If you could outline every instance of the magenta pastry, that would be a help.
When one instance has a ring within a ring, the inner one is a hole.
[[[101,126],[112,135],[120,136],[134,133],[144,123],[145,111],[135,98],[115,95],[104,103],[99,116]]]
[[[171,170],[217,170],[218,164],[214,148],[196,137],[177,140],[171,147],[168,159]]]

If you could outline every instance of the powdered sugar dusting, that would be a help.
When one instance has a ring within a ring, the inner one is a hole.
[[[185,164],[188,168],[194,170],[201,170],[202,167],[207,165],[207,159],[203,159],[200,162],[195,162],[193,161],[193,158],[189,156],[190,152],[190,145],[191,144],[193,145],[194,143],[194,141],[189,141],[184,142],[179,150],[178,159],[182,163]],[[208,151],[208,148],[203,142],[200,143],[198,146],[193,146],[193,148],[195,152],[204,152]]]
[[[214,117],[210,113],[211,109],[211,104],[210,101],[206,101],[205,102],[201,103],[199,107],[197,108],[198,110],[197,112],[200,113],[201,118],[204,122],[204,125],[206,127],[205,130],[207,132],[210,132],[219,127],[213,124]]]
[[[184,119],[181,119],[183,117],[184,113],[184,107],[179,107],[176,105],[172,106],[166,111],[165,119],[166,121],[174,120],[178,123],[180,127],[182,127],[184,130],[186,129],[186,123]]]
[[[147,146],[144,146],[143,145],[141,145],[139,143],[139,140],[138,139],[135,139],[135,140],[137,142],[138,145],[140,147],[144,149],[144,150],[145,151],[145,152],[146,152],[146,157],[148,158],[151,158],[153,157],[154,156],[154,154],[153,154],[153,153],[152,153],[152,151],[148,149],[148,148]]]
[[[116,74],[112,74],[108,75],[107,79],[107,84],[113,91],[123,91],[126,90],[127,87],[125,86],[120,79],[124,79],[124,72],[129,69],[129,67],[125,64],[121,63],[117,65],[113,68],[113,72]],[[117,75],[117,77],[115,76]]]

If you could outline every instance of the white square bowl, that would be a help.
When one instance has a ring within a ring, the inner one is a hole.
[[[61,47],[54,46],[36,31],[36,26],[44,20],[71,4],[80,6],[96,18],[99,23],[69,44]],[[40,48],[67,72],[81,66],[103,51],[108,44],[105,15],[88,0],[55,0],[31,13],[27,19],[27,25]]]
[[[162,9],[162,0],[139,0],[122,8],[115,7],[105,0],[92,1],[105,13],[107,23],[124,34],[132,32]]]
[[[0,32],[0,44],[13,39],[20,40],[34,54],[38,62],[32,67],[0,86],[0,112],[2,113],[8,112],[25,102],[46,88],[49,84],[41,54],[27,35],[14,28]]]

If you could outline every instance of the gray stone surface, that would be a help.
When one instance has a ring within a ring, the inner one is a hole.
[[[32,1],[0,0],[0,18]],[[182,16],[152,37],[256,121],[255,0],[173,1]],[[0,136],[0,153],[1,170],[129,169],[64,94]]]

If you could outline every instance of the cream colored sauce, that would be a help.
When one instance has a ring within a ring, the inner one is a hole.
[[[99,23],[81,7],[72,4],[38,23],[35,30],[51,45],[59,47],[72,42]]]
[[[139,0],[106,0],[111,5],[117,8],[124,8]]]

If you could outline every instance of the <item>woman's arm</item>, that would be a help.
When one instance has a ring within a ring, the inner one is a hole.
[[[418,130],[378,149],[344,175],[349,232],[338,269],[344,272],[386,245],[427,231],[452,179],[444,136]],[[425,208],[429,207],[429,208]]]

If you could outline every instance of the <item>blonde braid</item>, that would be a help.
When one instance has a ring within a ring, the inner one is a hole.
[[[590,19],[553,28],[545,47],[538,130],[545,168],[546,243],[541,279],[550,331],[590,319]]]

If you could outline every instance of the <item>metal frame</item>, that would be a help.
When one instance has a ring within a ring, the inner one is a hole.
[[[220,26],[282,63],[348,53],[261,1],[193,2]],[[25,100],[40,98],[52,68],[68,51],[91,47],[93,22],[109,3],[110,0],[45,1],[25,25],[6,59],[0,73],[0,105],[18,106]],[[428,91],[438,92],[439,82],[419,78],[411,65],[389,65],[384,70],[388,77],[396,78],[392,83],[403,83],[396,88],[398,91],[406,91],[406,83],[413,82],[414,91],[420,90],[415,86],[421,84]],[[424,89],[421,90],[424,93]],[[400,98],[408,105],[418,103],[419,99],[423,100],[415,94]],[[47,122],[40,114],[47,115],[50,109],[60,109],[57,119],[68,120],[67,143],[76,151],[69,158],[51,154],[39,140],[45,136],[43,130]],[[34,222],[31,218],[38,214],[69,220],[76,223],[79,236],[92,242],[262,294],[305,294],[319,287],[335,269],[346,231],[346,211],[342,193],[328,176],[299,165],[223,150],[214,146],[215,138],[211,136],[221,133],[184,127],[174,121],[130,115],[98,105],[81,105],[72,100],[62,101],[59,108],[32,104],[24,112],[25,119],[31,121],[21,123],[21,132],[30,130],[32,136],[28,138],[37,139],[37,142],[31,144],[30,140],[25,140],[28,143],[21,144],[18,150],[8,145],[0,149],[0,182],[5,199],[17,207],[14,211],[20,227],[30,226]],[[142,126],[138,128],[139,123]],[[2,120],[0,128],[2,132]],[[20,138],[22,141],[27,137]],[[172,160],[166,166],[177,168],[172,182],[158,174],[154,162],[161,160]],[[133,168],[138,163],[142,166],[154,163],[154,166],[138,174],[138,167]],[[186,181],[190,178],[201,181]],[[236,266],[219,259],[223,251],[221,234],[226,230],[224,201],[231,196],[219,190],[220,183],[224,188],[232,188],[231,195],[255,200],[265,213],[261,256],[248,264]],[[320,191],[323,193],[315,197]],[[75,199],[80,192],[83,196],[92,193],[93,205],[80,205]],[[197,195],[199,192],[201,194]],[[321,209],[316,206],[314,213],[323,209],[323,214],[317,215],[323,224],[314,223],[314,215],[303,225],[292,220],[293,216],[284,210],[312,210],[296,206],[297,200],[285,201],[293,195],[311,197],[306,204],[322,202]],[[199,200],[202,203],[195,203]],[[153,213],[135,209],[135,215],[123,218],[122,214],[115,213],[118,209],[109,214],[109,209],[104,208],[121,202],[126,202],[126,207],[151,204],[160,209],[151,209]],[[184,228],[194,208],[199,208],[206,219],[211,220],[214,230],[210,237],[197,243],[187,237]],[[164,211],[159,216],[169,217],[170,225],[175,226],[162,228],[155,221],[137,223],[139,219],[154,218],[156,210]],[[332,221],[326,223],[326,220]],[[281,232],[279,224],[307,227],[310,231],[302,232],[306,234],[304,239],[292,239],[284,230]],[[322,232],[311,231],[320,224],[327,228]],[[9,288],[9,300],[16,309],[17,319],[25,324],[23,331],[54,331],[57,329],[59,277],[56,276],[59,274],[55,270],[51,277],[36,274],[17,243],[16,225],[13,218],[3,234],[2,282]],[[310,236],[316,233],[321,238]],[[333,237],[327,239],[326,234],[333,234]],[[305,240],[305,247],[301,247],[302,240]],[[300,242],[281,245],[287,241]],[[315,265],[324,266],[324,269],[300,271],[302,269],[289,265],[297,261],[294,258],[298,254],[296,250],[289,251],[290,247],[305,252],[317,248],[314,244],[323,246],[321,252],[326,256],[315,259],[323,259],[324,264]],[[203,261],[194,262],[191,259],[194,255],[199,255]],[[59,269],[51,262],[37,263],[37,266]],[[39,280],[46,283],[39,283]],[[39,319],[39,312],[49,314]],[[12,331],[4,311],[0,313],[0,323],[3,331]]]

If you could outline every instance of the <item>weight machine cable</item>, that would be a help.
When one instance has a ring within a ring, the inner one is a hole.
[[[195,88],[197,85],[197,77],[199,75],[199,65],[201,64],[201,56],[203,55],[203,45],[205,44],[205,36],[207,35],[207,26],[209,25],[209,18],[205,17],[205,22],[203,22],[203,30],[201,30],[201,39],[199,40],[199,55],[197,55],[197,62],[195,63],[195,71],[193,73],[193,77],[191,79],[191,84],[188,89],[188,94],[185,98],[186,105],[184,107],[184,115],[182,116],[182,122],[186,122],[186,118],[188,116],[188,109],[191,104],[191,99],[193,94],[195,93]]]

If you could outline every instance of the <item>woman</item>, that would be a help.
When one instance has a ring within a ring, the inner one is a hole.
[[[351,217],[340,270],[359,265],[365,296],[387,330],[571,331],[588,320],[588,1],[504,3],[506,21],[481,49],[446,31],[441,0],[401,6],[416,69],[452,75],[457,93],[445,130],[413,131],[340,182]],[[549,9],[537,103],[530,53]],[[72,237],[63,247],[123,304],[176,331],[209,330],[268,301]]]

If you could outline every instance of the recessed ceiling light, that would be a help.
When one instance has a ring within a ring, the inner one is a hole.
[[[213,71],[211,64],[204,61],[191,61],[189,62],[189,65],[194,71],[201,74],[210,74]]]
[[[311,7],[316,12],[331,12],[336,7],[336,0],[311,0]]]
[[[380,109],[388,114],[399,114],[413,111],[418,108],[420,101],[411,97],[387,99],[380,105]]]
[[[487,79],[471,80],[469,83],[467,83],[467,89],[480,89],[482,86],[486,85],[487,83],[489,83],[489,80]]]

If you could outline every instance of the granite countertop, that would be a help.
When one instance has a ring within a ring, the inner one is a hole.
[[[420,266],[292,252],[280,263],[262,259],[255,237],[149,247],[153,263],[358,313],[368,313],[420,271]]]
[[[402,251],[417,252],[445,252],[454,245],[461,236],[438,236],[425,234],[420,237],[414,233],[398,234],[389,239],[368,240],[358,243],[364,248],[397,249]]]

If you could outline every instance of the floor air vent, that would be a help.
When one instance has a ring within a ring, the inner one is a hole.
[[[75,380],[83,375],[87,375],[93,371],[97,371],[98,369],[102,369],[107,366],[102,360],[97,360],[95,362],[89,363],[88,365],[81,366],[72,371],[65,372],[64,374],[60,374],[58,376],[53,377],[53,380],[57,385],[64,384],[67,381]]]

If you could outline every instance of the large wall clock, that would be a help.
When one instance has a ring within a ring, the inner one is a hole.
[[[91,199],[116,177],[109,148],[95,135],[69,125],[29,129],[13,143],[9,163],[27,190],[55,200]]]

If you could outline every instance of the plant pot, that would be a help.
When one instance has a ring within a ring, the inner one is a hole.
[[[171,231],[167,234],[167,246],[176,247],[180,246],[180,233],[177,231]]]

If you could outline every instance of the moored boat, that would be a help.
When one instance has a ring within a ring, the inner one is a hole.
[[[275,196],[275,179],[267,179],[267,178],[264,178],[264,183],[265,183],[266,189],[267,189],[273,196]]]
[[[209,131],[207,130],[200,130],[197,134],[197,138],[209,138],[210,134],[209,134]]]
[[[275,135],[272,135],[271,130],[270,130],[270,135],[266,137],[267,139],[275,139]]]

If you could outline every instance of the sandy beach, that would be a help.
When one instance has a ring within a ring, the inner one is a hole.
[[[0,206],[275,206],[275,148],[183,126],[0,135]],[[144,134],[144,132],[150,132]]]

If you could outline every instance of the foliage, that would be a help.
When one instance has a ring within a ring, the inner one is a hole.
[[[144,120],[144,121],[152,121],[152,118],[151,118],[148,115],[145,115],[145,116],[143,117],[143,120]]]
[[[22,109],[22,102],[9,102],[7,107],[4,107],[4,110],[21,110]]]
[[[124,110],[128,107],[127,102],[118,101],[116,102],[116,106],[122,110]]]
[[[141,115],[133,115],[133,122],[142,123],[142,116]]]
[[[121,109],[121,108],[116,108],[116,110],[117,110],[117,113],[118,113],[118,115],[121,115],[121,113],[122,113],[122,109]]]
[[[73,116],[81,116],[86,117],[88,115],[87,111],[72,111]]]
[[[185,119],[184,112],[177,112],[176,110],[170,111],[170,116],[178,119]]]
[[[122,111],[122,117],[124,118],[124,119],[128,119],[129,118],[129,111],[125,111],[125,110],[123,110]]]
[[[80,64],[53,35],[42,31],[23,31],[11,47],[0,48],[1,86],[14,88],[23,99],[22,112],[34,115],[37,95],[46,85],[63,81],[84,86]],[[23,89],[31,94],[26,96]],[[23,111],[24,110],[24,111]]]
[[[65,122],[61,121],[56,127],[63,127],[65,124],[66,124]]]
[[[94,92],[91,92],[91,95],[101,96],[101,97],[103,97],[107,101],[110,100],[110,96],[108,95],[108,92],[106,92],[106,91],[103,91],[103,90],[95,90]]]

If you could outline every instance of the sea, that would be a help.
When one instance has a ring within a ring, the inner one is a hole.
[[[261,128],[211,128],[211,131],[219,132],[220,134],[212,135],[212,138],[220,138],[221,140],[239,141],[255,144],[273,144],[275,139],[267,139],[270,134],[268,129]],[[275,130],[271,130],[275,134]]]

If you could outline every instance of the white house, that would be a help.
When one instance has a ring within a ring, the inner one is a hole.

— Aim of the task —
Please arrange the material as a Markdown table with columns "No." and "Text". Begin at the line that has "If you could outline every instance of the white house, that", stop after the last line of the material, and leave out blank lines.

— Problem solution —
| No. | Text |
|---|---|
| 1 | If you could outline every instance of the white house, that would be a help. |
| 2 | When one instance has a ring within a ring, the inner one is a hole. |